Instructions to follow: The listing is to be duplicated in full, exactly as written.
- Opening Delimiter -
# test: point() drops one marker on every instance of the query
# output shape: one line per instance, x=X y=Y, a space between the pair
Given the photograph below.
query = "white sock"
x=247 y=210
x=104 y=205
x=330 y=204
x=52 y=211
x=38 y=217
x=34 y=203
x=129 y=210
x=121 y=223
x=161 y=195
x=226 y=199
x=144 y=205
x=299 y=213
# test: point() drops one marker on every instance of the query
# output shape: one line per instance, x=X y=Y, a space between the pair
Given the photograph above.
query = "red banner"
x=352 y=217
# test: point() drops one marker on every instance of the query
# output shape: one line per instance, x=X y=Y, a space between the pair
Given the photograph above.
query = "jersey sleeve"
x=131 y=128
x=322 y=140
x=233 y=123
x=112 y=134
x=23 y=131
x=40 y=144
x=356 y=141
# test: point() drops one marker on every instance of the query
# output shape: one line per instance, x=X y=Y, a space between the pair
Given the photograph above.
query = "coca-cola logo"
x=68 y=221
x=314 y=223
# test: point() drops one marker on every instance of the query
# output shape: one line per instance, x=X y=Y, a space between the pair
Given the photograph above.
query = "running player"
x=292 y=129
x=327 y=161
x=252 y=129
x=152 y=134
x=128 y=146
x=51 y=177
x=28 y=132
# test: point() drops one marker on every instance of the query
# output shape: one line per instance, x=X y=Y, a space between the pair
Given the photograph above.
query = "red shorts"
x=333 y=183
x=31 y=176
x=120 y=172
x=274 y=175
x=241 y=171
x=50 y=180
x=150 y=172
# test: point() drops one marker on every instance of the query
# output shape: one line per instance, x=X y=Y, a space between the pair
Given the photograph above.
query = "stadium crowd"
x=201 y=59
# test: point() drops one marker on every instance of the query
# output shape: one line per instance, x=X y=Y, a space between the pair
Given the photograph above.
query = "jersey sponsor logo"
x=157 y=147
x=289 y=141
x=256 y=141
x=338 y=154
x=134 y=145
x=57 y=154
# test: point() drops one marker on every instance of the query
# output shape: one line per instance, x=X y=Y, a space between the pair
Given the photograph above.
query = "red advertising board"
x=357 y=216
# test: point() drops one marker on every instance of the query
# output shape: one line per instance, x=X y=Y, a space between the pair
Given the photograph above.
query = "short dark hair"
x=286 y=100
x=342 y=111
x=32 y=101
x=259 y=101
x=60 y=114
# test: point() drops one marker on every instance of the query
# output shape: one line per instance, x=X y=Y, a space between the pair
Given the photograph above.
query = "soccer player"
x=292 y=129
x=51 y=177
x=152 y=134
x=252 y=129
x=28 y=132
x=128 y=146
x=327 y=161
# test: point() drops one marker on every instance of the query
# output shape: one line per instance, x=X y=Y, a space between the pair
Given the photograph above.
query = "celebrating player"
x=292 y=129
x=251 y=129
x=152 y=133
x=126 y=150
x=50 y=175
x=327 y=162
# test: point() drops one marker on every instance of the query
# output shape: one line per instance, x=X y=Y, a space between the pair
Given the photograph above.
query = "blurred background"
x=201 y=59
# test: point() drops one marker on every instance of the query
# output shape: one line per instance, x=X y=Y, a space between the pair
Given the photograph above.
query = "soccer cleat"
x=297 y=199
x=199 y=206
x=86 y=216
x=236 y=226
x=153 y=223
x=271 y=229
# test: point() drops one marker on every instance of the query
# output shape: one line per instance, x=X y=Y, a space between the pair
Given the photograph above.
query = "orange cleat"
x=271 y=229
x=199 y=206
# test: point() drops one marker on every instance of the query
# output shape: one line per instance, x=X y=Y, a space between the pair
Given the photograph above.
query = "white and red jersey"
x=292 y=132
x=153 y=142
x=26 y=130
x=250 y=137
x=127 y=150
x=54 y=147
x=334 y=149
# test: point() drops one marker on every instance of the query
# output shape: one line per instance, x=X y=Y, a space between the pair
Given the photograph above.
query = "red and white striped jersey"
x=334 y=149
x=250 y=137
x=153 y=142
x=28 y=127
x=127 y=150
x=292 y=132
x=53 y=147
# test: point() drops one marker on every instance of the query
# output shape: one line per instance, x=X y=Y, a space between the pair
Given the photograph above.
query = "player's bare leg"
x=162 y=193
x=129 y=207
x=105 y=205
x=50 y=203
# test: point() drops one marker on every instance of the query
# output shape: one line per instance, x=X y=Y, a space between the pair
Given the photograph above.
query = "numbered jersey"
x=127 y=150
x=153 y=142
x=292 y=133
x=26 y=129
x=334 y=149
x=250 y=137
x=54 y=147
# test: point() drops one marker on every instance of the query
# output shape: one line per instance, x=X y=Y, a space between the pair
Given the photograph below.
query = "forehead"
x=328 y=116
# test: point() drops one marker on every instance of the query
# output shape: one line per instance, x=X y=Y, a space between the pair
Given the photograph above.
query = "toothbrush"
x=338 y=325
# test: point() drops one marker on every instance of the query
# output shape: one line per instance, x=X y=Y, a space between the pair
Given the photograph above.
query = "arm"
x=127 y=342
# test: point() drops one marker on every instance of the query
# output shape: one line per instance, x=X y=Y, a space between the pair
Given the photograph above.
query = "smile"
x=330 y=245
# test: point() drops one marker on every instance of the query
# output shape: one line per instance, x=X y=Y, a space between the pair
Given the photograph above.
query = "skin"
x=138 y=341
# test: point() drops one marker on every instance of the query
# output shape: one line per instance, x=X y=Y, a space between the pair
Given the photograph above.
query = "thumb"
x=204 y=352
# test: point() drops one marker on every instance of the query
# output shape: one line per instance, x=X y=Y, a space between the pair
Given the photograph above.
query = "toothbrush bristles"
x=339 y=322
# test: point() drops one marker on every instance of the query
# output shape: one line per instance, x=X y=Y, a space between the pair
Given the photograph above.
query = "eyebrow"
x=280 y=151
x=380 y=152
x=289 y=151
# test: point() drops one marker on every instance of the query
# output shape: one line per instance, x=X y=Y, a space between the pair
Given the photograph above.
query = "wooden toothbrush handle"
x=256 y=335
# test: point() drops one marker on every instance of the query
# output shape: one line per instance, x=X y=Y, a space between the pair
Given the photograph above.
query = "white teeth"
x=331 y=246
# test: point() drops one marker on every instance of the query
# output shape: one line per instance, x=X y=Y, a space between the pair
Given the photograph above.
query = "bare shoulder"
- Closing Delimiter -
Answer section:
# test: point() drops one marker on every instance of the query
# output shape: one line per instance, x=X y=Y, a space between the pair
Given the photograph below.
query = "white sock"
x=247 y=210
x=104 y=205
x=330 y=204
x=52 y=211
x=38 y=217
x=34 y=203
x=129 y=210
x=121 y=223
x=161 y=195
x=226 y=199
x=144 y=205
x=299 y=213
# test: point() drops one marker on every instance of the query
# output shape: one line per instance, x=X y=Y, a space between the pair
Given the photograph above.
query = "red banner"
x=352 y=217
# test: point() drops one marker on every instance of the query
# output shape: one line per instance, x=X y=Y, a space between the pair
Given the photograph above.
query = "jersey sleeve"
x=131 y=128
x=322 y=140
x=233 y=123
x=112 y=134
x=23 y=131
x=40 y=144
x=356 y=141
# test: point() drops one marker on every instance of the query
# output shape: one line per instance, x=X y=Y, a space between the pair
Given the photograph above.
query = "coca-cola logo"
x=68 y=221
x=314 y=223
# test: point() drops one marker on every instance of the query
# output shape: one line per instance, x=X y=Y, a space between the pair
Given the photograph above.
query = "running player"
x=292 y=129
x=327 y=161
x=252 y=129
x=152 y=134
x=128 y=146
x=51 y=177
x=28 y=132
# test: point() drops one marker on every instance of the query
# output shape: one line per instance, x=X y=Y, a space between the pair
Given the photograph above.
query = "red shorts"
x=333 y=183
x=31 y=176
x=120 y=172
x=274 y=175
x=241 y=171
x=50 y=180
x=150 y=172
# test: point() drops one marker on every instance of the query
# output shape: one line per instance, x=X y=Y, a space between the pair
Given the photograph above.
query = "stadium crowd"
x=201 y=59
# test: point() drops one marker on every instance of the query
# output shape: one line per instance, x=X y=Y, a space between the pair
Given the photograph above.
query = "jersey sponsor logo"
x=157 y=147
x=289 y=141
x=256 y=141
x=338 y=154
x=134 y=145
x=57 y=154
# test: point() drops one marker on every instance of the query
# output shape: one line per instance, x=X y=Y, a space between the pair
Given the photograph above.
query = "red advertising board"
x=357 y=216
# test: point() drops one marker on every instance of the query
# output shape: one line per instance, x=X y=Y, a space between the pair
Given the photograph above.
query = "short dark hair"
x=286 y=100
x=342 y=111
x=32 y=101
x=259 y=101
x=60 y=114
# test: point() drops one marker on every instance of the query
# output shape: one line per instance, x=X y=Y, a space between the pair
Given the photograph above.
query = "soccer player"
x=292 y=129
x=51 y=177
x=152 y=134
x=252 y=129
x=28 y=132
x=128 y=146
x=327 y=161
# test: point() drops one marker on every instance of the query
# output shape: one line per instance, x=X y=Y, a space between the pair
Given the photograph above.
query = "celebrating player"
x=292 y=129
x=251 y=129
x=152 y=133
x=126 y=150
x=50 y=175
x=327 y=162
# test: point() drops one marker on every instance of the query
# output shape: one line per instance, x=X y=Y, a space between the pair
Given the photograph above.
query = "blurred background"
x=201 y=59
# test: point() drops one marker on every instance of the query
# output shape: one line per instance, x=X y=Y, a space between the pair
Given the photograph above.
query = "soccer cleat"
x=297 y=199
x=199 y=206
x=86 y=216
x=236 y=226
x=153 y=223
x=271 y=229
# test: point() drops one marker on every instance of the query
# output shape: one line per instance, x=X y=Y, a space between the pair
Given the photograph above.
query = "orange cleat"
x=271 y=229
x=199 y=206
# test: point() drops one marker on every instance of the query
# output shape: one line per instance, x=X y=Y, a space between the pair
Given the photograph above.
query = "white and red jersey"
x=292 y=132
x=153 y=142
x=26 y=130
x=250 y=137
x=127 y=150
x=54 y=147
x=334 y=149
# test: point() drops one marker on every instance of the query
# output shape: one line per instance, x=X y=Y, a space between the pair
Given the photograph above.
query = "red and white striped jersey"
x=334 y=149
x=250 y=137
x=153 y=142
x=28 y=127
x=127 y=150
x=292 y=132
x=53 y=147
# test: point() drops one marker on every instance of the query
# output shape: one line per instance, x=X y=Y, a space between the pair
Given the photograph above.
query = "player's bare leg"
x=162 y=193
x=129 y=207
x=105 y=205
x=50 y=203
# test: point() drops one marker on every instance of the query
# output shape: one line per instance, x=X y=Y, a space between the pair
Given the photograph above.
query = "numbered jersey"
x=127 y=150
x=153 y=142
x=292 y=133
x=26 y=129
x=334 y=149
x=250 y=137
x=54 y=147
# test: point() drops one marker on every instance of the query
# output shape: one line per instance, x=X y=Y, a space between the pair
Given the photograph below.
query = "forehead"
x=328 y=116
# test: point() drops one marker on every instance of the query
# output shape: one line per instance, x=X y=Y, a space between the pair
Given the photograph above.
query = "toothbrush"
x=338 y=325
# test: point() drops one marker on every instance of the query
# output shape: one line per instance, x=X y=Y, a space between the pair
Given the photograph above.
query = "arm"
x=127 y=342
# test: point() drops one marker on every instance of the query
# output shape: one line per instance, x=X y=Y, a space between the pair
Given the photograph above.
query = "smile"
x=330 y=245
# test: point() drops one marker on every instance of the query
# output shape: one line per instance, x=X y=Y, a space between the pair
Given the photograph above.
query = "skin"
x=138 y=341
# test: point() drops one marker on every instance of the query
# output shape: one line per instance, x=X y=Y, a space between the pair
Given the photograph above.
query = "thumb"
x=204 y=352
# test: point() drops one marker on every instance of the query
# output shape: one line per instance, x=X y=Y, a space between the pair
Given the photograph above.
query = "toothbrush bristles"
x=339 y=322
# test: point() drops one marker on every instance of the query
# output shape: one line per instance, x=X y=Y, a space between the pair
Given the photograph above.
query = "eyebrow"
x=280 y=151
x=380 y=152
x=289 y=151
# test: point() drops one marker on every instance of the query
# output shape: one line per instance, x=X y=Y, a space between the pair
Given the photograph above.
query = "wooden toothbrush handle"
x=256 y=335
# test: point() drops one marker on every instance of the query
# output shape: one line per instance, x=X y=Y, a space between the pair
Given the photograph above.
query = "white teeth"
x=331 y=246
# test: point() drops one marker on every instance of the query
# output shape: one line per instance, x=X y=Y, a space between the pair
Given the photograph above.
query = "bare shoulder"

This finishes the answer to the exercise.